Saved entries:
· · · ·

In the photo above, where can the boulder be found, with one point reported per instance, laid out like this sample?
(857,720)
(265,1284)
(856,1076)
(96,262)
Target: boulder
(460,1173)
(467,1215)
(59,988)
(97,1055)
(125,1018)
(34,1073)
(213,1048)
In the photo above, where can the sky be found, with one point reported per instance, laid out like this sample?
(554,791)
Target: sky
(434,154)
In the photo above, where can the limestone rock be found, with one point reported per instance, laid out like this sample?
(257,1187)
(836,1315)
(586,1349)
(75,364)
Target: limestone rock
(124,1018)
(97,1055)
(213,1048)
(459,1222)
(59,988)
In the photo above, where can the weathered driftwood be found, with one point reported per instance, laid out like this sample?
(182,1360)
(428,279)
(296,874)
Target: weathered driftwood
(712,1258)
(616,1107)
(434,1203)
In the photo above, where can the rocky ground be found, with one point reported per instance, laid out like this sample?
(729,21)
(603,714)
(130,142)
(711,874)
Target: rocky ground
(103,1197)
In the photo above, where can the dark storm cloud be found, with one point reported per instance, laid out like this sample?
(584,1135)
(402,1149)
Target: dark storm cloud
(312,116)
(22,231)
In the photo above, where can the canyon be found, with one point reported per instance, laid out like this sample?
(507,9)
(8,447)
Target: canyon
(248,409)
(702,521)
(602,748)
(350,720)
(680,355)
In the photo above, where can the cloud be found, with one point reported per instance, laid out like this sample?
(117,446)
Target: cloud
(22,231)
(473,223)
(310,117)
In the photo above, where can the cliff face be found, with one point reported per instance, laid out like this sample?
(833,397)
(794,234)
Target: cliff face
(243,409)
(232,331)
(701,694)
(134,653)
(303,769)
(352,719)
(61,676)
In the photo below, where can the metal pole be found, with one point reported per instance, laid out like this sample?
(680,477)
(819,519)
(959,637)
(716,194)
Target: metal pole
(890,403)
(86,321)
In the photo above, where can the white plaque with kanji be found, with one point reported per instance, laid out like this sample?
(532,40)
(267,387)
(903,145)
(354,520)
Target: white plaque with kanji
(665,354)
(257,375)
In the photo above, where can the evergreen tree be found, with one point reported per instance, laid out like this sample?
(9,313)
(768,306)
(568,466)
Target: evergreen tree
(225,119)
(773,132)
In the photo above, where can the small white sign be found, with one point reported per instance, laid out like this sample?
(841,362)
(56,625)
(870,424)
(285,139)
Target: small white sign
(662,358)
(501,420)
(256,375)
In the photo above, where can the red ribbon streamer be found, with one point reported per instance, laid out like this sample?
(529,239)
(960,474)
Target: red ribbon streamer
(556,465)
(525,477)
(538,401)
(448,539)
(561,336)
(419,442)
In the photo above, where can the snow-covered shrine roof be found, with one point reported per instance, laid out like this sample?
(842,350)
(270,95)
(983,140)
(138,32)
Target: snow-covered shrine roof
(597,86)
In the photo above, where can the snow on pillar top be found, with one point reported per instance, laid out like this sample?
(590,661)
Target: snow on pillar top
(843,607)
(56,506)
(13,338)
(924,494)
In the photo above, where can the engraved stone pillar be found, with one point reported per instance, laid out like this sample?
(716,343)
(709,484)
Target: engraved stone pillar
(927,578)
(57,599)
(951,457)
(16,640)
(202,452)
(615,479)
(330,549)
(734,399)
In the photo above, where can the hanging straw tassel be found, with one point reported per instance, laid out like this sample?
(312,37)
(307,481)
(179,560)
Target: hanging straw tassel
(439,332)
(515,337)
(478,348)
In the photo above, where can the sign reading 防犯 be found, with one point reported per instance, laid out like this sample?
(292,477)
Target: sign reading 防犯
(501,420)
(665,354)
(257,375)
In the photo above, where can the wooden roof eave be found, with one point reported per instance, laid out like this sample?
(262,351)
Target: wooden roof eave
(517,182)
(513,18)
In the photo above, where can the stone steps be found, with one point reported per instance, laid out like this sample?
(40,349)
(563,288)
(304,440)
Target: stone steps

· · · ·

Copy the lines of the listing from the line containing "In the photo above, where can the wooden" through the end, requests included. Multiply every coordinate in the answers by 2.4 and round to the nearest whole number, with halves rounding up, but leave the numbers in the requests and their format samples as they are.

In the photo above, where can the wooden roof eave be found, with one point reported per instance, laid out like this sample?
(262,351)
Target: wooden roof eave
(1241,437)
(1231,43)
In the photo above, where can the stone steps be found, with one point reported per instance, laid out like this sample?
(40,349)
(563,288)
(304,440)
Target: stone steps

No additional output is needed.